## What to do
Exactly reproduce the lines from the line that has "Target: green grass field" down to the last line of the entries, inclusive.

## Records for the task
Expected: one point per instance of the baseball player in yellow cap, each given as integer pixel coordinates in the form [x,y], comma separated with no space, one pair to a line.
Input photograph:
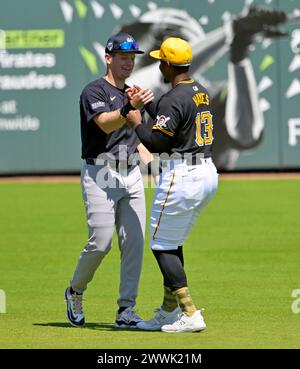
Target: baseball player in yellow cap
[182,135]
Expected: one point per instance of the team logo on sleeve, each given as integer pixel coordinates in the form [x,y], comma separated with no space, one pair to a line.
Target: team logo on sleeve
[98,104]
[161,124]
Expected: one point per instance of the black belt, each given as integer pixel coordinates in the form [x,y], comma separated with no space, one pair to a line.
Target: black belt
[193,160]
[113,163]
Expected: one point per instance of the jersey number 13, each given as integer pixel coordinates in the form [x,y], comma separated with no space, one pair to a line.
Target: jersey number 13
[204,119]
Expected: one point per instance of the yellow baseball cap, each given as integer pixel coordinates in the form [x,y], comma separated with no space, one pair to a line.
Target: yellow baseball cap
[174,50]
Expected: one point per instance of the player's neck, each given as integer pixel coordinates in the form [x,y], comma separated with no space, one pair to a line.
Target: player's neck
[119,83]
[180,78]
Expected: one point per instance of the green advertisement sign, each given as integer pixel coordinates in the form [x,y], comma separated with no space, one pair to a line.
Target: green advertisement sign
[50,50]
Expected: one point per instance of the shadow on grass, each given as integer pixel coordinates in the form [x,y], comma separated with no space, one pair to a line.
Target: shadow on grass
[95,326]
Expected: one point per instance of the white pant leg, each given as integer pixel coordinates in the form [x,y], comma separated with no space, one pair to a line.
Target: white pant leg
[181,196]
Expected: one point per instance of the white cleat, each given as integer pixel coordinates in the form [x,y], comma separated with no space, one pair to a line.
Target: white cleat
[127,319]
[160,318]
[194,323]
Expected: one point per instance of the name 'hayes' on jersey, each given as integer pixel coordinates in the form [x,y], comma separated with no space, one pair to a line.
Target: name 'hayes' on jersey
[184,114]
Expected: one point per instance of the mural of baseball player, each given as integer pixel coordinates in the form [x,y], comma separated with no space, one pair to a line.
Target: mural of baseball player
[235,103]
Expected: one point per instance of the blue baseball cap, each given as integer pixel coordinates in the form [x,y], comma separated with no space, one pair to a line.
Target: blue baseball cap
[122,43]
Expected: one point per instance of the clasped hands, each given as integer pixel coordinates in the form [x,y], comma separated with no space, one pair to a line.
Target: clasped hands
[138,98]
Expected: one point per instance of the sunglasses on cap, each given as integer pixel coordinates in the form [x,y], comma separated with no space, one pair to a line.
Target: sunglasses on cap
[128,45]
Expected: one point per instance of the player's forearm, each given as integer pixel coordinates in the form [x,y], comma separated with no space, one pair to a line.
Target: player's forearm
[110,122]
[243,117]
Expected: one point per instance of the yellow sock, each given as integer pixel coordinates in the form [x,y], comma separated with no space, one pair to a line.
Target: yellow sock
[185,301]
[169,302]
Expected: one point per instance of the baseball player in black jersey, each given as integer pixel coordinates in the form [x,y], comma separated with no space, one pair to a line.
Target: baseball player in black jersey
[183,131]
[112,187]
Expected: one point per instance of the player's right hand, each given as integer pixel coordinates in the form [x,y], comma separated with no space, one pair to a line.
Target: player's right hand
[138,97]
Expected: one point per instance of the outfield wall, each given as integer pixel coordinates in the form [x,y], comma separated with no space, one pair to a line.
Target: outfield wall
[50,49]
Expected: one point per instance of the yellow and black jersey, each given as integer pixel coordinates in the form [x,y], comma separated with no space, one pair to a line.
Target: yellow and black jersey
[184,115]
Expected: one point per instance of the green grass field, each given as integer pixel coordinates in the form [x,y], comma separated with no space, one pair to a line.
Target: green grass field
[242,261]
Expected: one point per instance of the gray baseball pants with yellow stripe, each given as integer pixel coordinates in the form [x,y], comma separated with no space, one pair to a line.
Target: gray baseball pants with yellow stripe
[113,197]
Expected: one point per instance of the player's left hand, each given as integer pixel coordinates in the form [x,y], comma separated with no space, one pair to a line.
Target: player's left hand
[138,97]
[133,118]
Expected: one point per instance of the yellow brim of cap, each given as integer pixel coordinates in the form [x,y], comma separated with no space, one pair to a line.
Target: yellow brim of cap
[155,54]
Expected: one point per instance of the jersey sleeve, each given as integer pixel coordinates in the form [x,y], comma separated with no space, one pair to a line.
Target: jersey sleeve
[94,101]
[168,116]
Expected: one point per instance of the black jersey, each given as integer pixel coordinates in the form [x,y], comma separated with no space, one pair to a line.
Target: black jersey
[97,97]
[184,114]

## Reply to the exercise
Target: green grass field
[242,261]
Expected: one point per instance of the gray baseball pants with yellow stripe, each given as integer pixel coordinates in the form [x,y], comma separated with no space, one pair to a line.
Target: gray baseball pants with yellow stripe
[113,197]
Expected: one point per instance of the player's left hand, each given as integer pixel coordinates in the form [x,y], comma separated with no space, one pair to a line.
Target: player's left hand
[138,97]
[133,118]
Expected: one point per instance of the yellow brim of cap, each given as integer pixel coordinates in the form [x,y], comma separated with no space, one pair to a line.
Target: yellow brim of cap
[155,54]
Expected: one point per instance of the jersey sleeve, each given as integer pixel coordinates in the form [x,y], comma separated with no space, one pair to a line.
Target: jersey sleeve
[94,101]
[168,116]
Expected: one point per instance of the black jersey, each given as integer pixel coordinates in the form [x,y], comma separated with no space, one pair to a line.
Target: black jersey
[97,97]
[184,114]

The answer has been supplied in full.